What to work on: Render the items below as a two-column CSV with the columns "prompt" and "outline", one row per item, placing each item's text and its answer in a single quoted field with line breaks replaced by spaces. Omit the pictures from the output.

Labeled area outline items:

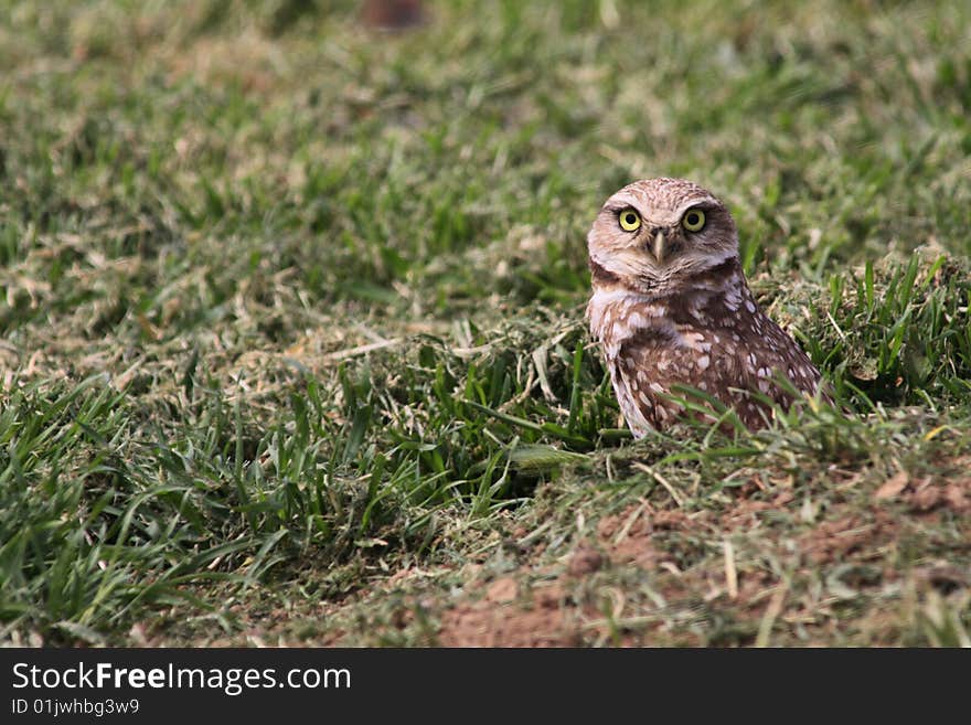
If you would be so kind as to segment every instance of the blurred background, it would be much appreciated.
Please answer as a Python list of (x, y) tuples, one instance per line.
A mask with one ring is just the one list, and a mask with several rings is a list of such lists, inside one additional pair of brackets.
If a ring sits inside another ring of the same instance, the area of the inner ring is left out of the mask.
[[(627, 445), (585, 237), (653, 175), (871, 417)], [(484, 641), (967, 641), (969, 228), (969, 2), (0, 0), (0, 640), (428, 643), (647, 510)]]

Output of the exercise:
prompt,outline
"If you would be so kind as to segment every instance of the blurred background, it would be much appreciated. Please answer as a Python list of (x, y) tuples, one instance per line. A mask with one ring is just the one list, and a mask with several rings is a list of such lists, inside one additional pair of brackets. If a ring sits inside another ring of the same instance, the area of the inner ring is left out of the mask.","[[(627, 445), (585, 237), (653, 175), (871, 417)], [(484, 641), (967, 641), (969, 228), (969, 2), (0, 0), (0, 640), (428, 643), (647, 510)]]"